- [Records contained in a dataset]:
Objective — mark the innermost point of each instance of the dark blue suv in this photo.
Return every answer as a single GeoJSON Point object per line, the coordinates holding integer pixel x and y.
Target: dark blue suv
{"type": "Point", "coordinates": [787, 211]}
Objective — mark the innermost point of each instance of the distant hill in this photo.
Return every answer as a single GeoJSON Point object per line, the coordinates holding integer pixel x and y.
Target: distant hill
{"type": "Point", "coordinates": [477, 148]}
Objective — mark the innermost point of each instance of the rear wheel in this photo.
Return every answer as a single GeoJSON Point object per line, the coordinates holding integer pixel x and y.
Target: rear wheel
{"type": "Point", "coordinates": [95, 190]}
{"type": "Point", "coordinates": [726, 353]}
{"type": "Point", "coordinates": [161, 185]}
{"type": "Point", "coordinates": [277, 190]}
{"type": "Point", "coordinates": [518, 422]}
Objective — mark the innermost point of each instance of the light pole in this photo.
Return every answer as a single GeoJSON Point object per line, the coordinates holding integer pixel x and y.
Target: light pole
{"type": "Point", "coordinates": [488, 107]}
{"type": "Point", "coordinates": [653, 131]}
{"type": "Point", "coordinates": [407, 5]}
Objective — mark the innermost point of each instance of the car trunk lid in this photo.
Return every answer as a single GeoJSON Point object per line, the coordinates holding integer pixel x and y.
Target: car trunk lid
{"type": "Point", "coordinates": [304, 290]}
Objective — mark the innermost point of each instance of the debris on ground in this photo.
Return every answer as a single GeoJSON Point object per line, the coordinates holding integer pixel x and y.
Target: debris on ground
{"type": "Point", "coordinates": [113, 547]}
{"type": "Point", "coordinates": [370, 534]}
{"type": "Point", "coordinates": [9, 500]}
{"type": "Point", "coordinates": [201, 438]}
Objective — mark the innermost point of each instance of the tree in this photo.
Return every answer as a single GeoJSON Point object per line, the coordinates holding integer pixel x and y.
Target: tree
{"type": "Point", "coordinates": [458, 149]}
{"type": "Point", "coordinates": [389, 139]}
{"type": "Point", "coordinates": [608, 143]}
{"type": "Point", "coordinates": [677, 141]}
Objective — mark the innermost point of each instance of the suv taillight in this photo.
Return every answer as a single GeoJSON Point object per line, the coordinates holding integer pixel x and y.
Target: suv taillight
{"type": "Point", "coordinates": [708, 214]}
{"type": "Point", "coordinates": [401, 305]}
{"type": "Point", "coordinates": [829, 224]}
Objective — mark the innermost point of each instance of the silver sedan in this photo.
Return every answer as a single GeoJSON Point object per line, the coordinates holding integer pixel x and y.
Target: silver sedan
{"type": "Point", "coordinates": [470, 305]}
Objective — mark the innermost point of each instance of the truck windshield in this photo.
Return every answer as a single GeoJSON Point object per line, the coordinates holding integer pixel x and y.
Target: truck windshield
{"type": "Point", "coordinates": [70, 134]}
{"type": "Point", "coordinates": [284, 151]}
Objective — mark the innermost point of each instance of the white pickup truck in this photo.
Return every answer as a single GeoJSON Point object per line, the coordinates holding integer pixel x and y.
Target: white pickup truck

- [Goal]: Reproduce every line from the one containing "windshield in this photo." through the end of the records, inclusive, offsetting each coordinate in the answers by +15 and keeping all other text as it stands.

- [Task solution]:
Objective — mark the innermost point of each instance of the truck windshield in this photo.
Return every answer as a single GeoJSON Point object per line, the coordinates holding integer pixel x and y.
Target: truck windshield
{"type": "Point", "coordinates": [85, 149]}
{"type": "Point", "coordinates": [299, 166]}
Objective — mark the innermost point of each instance of the white pickup truck in this photo.
Return every answer as a single GeoJSON Point object per line, the coordinates holding integer pixel x and y.
Target: white pickup truck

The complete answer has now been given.